Problem to solve ▸ Repeat the records between the lines holding "Where can the sneaker" and "326], [571, 321]]", inclusive, switching "running shorts" to "cycling shorts" and leaving everything else unchanged.

Available data ▸

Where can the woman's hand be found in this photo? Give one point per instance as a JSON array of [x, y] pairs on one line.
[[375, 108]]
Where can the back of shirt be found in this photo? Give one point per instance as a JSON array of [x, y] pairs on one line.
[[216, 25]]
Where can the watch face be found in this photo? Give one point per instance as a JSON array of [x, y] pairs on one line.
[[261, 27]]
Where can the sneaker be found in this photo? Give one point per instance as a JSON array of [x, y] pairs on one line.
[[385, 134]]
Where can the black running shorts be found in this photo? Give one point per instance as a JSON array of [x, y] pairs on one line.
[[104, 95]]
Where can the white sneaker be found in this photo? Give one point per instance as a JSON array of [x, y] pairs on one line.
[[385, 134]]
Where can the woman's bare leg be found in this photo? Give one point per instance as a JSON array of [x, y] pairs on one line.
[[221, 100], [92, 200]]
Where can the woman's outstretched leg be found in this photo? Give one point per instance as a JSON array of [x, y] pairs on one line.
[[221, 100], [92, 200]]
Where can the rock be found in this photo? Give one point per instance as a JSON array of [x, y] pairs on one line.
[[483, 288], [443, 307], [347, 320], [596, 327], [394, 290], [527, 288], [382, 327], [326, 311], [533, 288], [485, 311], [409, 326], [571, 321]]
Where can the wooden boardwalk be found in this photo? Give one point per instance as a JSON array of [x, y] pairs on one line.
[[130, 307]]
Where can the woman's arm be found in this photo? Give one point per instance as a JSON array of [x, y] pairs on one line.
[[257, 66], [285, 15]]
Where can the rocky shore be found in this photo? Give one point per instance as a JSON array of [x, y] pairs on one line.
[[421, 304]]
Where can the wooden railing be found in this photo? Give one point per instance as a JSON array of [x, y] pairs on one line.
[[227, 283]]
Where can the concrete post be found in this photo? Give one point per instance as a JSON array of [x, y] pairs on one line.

Problem solution ▸
Where can the sneaker be found in this photo? Give one point per instance as a JSON array of [x, y] pairs on one line.
[[385, 134]]
Where can the black cycling shorts be found in this photo? Give one point per instance as a JSON array of [x, y] pairs on one line.
[[104, 95]]
Where can the white sneaker be found in this photo? Give one point per instance as a JSON array of [x, y] pairs on one line.
[[385, 134]]
Where can the woman's bare leg be found in this photo? Give one point per instance as a JSON array of [x, y] pairs on one line.
[[221, 100], [92, 200]]
Where can the woman's outstretched leg be found in this photo? Give one point per instance as a JSON array of [x, y] pairs on one line.
[[221, 100], [92, 200]]
Where can the rock be found in this photo? Give one point per instance as a JSON array of [x, y] pairs on one line.
[[483, 288], [443, 307], [347, 320], [596, 327], [394, 290], [527, 288], [382, 327], [326, 311], [533, 288], [485, 311], [409, 326], [571, 321]]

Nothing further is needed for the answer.